◆ EXERCISE PROMPT ◆
What you return must match the records exactly, line for line.

◆ MATERIAL TO PROCESS ◆
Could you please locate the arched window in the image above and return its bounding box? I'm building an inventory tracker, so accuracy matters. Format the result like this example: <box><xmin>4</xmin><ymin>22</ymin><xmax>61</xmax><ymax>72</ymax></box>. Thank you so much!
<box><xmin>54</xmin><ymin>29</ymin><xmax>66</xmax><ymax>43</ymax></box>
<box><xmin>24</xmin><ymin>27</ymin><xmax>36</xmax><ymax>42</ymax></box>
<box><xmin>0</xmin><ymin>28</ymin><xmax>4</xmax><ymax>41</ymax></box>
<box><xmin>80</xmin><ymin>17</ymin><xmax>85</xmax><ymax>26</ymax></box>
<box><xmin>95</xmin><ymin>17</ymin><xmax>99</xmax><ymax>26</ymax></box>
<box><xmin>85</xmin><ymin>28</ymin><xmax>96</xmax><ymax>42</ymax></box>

◆ EXERCISE OUTPUT ◆
Could you please locate the arched window in the image above and return its bounding box? I'm building an inventory tracker, so accuracy matters. Format the result like this example: <box><xmin>4</xmin><ymin>22</ymin><xmax>61</xmax><ymax>72</ymax></box>. Thank you so much!
<box><xmin>54</xmin><ymin>29</ymin><xmax>66</xmax><ymax>43</ymax></box>
<box><xmin>24</xmin><ymin>27</ymin><xmax>36</xmax><ymax>42</ymax></box>
<box><xmin>0</xmin><ymin>28</ymin><xmax>4</xmax><ymax>41</ymax></box>
<box><xmin>80</xmin><ymin>17</ymin><xmax>85</xmax><ymax>26</ymax></box>
<box><xmin>95</xmin><ymin>17</ymin><xmax>99</xmax><ymax>26</ymax></box>
<box><xmin>85</xmin><ymin>28</ymin><xmax>96</xmax><ymax>42</ymax></box>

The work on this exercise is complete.